(Point-based annotation data)

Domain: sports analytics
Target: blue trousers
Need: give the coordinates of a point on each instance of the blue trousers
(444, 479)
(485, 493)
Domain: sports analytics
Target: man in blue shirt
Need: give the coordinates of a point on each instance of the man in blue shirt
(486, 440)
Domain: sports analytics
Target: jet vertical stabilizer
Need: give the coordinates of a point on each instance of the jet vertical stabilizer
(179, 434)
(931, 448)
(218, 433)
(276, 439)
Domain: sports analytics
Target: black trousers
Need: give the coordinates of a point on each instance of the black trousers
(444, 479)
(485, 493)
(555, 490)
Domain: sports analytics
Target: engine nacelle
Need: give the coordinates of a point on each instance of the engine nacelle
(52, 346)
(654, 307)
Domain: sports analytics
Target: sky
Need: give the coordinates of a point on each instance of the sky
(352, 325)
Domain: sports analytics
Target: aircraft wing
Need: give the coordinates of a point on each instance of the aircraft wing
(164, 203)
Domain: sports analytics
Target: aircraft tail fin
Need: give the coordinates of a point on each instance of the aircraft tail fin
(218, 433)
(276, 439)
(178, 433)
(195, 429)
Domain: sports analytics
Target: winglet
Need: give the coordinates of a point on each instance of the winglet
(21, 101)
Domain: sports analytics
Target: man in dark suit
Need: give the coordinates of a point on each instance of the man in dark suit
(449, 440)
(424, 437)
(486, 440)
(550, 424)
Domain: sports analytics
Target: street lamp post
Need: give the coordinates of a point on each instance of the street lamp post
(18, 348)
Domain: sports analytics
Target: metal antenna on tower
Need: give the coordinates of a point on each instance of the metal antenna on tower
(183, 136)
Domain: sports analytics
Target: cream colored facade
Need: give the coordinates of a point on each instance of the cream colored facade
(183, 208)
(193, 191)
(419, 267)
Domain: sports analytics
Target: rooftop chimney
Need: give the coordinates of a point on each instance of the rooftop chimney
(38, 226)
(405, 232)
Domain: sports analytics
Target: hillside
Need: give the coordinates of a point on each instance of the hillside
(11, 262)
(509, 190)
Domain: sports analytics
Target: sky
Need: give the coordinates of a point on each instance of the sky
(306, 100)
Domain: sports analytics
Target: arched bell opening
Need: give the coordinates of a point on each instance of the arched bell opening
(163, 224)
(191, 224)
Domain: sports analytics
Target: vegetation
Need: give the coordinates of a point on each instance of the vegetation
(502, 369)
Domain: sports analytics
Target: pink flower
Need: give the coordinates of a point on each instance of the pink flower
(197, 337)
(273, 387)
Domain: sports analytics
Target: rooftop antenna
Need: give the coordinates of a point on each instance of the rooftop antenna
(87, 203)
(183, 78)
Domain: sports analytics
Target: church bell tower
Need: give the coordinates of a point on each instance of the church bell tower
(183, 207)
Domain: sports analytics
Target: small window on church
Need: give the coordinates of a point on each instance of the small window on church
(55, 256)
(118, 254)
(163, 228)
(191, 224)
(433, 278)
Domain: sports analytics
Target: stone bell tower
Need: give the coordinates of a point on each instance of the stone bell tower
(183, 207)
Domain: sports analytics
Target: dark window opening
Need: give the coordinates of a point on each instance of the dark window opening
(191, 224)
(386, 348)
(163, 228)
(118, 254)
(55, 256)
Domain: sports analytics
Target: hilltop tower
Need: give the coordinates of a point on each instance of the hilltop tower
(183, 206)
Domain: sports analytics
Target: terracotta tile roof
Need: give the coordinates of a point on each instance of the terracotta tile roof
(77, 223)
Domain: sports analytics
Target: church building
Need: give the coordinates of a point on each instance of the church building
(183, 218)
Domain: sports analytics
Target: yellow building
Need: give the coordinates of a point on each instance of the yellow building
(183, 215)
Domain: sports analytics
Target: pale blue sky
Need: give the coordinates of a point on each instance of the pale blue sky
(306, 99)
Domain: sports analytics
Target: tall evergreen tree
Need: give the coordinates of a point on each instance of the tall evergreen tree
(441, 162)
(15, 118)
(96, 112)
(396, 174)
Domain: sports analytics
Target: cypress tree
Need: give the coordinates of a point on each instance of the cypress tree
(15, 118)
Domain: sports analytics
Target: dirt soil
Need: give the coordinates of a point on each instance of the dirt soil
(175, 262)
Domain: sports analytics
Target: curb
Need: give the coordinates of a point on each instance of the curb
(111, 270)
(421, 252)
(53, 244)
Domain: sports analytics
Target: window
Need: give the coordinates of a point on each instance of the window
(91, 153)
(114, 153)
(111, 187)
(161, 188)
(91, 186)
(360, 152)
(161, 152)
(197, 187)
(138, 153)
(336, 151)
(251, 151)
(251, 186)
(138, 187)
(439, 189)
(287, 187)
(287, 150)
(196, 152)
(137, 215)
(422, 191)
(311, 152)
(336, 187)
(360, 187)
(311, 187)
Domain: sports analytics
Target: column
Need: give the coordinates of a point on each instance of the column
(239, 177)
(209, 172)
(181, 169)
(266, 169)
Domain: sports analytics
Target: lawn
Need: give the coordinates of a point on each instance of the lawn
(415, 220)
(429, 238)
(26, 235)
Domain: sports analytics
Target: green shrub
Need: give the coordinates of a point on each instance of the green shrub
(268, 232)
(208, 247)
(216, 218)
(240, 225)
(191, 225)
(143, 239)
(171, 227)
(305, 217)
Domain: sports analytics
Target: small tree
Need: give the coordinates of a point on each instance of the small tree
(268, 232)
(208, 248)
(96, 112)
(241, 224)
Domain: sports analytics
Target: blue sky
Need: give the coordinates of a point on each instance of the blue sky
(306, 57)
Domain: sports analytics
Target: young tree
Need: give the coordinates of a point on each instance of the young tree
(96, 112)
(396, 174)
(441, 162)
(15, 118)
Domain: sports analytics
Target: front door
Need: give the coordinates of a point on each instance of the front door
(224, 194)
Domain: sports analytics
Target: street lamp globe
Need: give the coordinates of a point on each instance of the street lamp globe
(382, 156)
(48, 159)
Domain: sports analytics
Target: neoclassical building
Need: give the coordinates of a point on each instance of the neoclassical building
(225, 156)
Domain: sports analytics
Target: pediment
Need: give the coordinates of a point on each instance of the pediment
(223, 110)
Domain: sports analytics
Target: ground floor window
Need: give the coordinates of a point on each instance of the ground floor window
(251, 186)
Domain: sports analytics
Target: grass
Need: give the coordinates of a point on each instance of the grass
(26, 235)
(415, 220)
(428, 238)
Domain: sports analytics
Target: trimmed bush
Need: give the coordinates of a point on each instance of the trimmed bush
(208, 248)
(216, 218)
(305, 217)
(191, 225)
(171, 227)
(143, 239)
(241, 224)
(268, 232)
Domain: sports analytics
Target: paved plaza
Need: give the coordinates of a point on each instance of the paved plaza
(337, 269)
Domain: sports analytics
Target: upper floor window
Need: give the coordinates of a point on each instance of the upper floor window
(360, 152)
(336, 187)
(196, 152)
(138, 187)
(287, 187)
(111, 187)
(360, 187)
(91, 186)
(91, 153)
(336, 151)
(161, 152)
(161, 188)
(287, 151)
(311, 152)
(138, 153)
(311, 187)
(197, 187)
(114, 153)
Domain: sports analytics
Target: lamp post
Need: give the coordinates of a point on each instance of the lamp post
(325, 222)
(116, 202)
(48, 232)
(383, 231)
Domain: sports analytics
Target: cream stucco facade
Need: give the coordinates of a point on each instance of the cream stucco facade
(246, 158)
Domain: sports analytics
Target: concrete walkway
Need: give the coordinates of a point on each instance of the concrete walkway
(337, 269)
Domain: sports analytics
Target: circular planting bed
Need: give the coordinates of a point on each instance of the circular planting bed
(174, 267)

**GIVEN INSTRUCTION**
Retype the whole listing, matching it exactly.

**WRITTEN RESPONSE**
Domain: sports analytics
Target: blue trousers
Need: give the coordinates of a point on each instance of the blue trousers
(444, 479)
(485, 493)
Domain: sports analytics
Target: man in blue shirt
Need: give the coordinates of a point on each instance of the man in blue shirt
(486, 440)
Domain: sports analytics
Target: jet vertical stabilizer
Need: give the coordinates of a point on each instance of the jet vertical stabilizer
(179, 434)
(931, 448)
(218, 433)
(276, 439)
Domain: sports analytics
Target: black trousers
Need: give the coordinates of a point on each instance of the black trousers
(444, 479)
(485, 493)
(555, 490)
Domain: sports analytics
Target: engine nacelle
Need: give the coordinates of a point on each instance of the engine nacelle
(52, 346)
(654, 307)
Domain: sports analytics
Target: sky
Need: give the coordinates of a point on each instance of the sky
(352, 325)
Domain: sports analytics
Target: aircraft wing
Need: give the coordinates of a point on each instance of the aircraft wing
(164, 203)
Domain: sports analytics
Target: aircraft tail fin
Need: give the coordinates of a point on each instance of the aircraft tail fin
(218, 433)
(276, 439)
(178, 433)
(195, 429)
Domain: sports analytics
Target: winglet
Need: give the coordinates of a point on each instance of the winglet
(21, 101)
Domain: sports analytics
Target: man in dark suit
Need: give the coordinates of a point on each instance of the man in dark suit
(449, 440)
(424, 437)
(486, 440)
(550, 424)
Domain: sports analytics
Target: street lamp post
Need: give the coordinates of a point on each instance of the street lamp post
(18, 348)
Domain: sports analytics
Target: metal antenna on tower
Need: give the coordinates of a point on each instance of the metal antenna on tower
(183, 136)
Domain: sports analytics
Target: cream colored facade
Need: give the coordinates of a point on each instance of the cream colored facade
(183, 208)
(193, 191)
(419, 267)
Domain: sports analytics
Target: rooftop chimney
Need: give the coordinates of a point on each instance of the rooftop chimney
(38, 226)
(405, 232)
Domain: sports analytics
Target: hillside
Need: give the coordinates of a point on each instance of the hillside
(11, 262)
(509, 190)
Domain: sports analytics
Target: sky
Need: give the coordinates of a point on each instance of the sky
(306, 100)
Domain: sports analytics
Target: arched bell opening
Need: give the coordinates of a point on each instance of the arched bell opening
(163, 224)
(191, 224)
Domain: sports analytics
Target: vegetation
Need: give the coordinates of a point on each instance of the vegetation
(502, 369)
Domain: sports analytics
Target: pink flower
Need: give the coordinates of a point on each instance of the pink flower
(197, 337)
(273, 387)
Domain: sports analytics
Target: rooftop antenna
Need: give the coordinates of a point on each instance of the rooftop antenna
(87, 203)
(183, 78)
Domain: sports analytics
Target: church bell tower
Need: give the coordinates of a point on each instance of the church bell tower
(183, 207)
Domain: sports analytics
Target: small window on church
Need: give the coordinates of a point on each instance of the small window on church
(55, 256)
(118, 254)
(163, 228)
(191, 224)
(433, 278)
Domain: sports analytics
Target: stone bell tower
Need: give the coordinates of a point on each instance of the stone bell tower
(183, 207)
Domain: sports analytics
Target: dark window opening
Need: give the coordinates of a point on each instance of the dark window opening
(191, 224)
(386, 348)
(163, 228)
(118, 254)
(55, 256)
Domain: sports analytics
Target: hilltop tower
Need: give the coordinates of a point on each instance of the hilltop tower
(183, 206)
Domain: sports analytics
Target: terracotta tile roof
Need: give the coordinates of a point on each instance of the terracotta tile roof
(77, 223)
Domain: sports analytics
Target: church building
Need: give the coordinates of a point on each instance of the church building
(183, 218)
Domain: sports analytics
Target: yellow building
Need: give the coordinates of a point on each instance of the yellow building
(183, 215)
Domain: sports analytics
Target: pale blue sky
Need: give the coordinates of a point on each instance of the pale blue sky
(306, 99)
Domain: sports analytics
Target: tall evergreen tree
Need: give the coordinates of a point on each instance of the tall evergreen tree
(441, 162)
(15, 118)
(96, 112)
(396, 174)
Domain: sports analytics
Target: cypress tree
Need: give the coordinates of a point on each instance of the cypress tree
(15, 118)
Domain: sports analytics
Target: dirt soil
Need: give the coordinates of a point on each instance of the dirt soil
(175, 262)
Domain: sports analytics
Target: curb
Need: give the coordinates of a point on each instance of the curb
(111, 270)
(421, 252)
(53, 244)
Domain: sports analytics
Target: window
Need: give the coordinates of a point on each instance of the window
(91, 153)
(114, 153)
(111, 187)
(161, 188)
(91, 186)
(360, 152)
(161, 152)
(197, 187)
(138, 153)
(336, 151)
(251, 151)
(251, 186)
(138, 187)
(439, 189)
(287, 187)
(287, 150)
(196, 152)
(137, 215)
(422, 191)
(311, 152)
(336, 187)
(360, 187)
(311, 187)
Domain: sports analytics
Target: column
Need: give the coordinates of a point on each instance of the column
(239, 177)
(209, 172)
(181, 169)
(266, 169)
Domain: sports analytics
Target: lawn
Need: give the coordinates of a point on each instance of the lawn
(415, 220)
(429, 238)
(26, 235)
Domain: sports analytics
Target: green shrub
Need: give the coordinates of a point on each instance of the green shrub
(268, 232)
(208, 247)
(216, 218)
(240, 225)
(191, 225)
(143, 239)
(171, 227)
(305, 217)
Domain: sports analytics
Target: small tree
Need: give the coordinates of a point on each instance of the small tree
(268, 232)
(208, 248)
(96, 112)
(241, 224)
Domain: sports analytics
Target: blue sky
Need: give the coordinates of a point on each instance of the blue sky
(306, 57)
Domain: sports analytics
Target: young tree
Need: give the coordinates of a point on each instance of the young tree
(96, 112)
(396, 174)
(441, 162)
(15, 118)
Domain: sports analytics
Target: front door
Need: give the coordinates of a point on each instance of the front door
(224, 194)
Domain: sports analytics
Target: street lamp globe
Need: give the coordinates of a point on each instance of the street lamp globe
(382, 156)
(48, 159)
Domain: sports analytics
Target: neoclassical building
Need: give the coordinates of a point on each instance of the neoclassical building
(225, 156)
Domain: sports analytics
Target: pediment
Need: give the coordinates of a point on each instance of the pediment
(223, 110)
Domain: sports analytics
Target: ground floor window
Need: give the coordinates of a point on each instance of the ground floor window
(251, 186)
Domain: sports analytics
Target: grass
Need: give the coordinates of a point on each instance of the grass
(26, 235)
(415, 220)
(428, 238)
Domain: sports analytics
Target: trimmed bush
Need: give the coordinates of a point on each instance of the trimmed bush
(208, 248)
(216, 218)
(305, 217)
(191, 225)
(171, 227)
(143, 239)
(241, 224)
(268, 232)
Domain: sports analytics
Target: paved plaza
Need: give the coordinates of a point on each instance of the paved plaza
(337, 269)
Domain: sports analytics
Target: upper floor window
Need: give the coordinates of a point on each instance of the upper floor window
(360, 152)
(336, 187)
(196, 152)
(138, 187)
(287, 187)
(111, 187)
(360, 187)
(91, 186)
(91, 153)
(336, 151)
(161, 152)
(161, 188)
(287, 151)
(311, 152)
(138, 153)
(311, 187)
(197, 187)
(114, 153)
Domain: sports analytics
Target: lamp post
Need: give the coordinates of a point on each instance of the lamp post
(325, 222)
(116, 202)
(48, 232)
(383, 231)
Domain: sports analytics
Target: cream stucco facade
Need: give the coordinates of a point on each instance of the cream stucco facade
(246, 158)
Domain: sports analytics
Target: concrete walkway
Need: give the coordinates of a point on each instance of the concrete walkway
(337, 269)
Domain: sports analytics
Target: circular planting bed
Need: give the coordinates of a point on each instance of the circular planting bed
(174, 267)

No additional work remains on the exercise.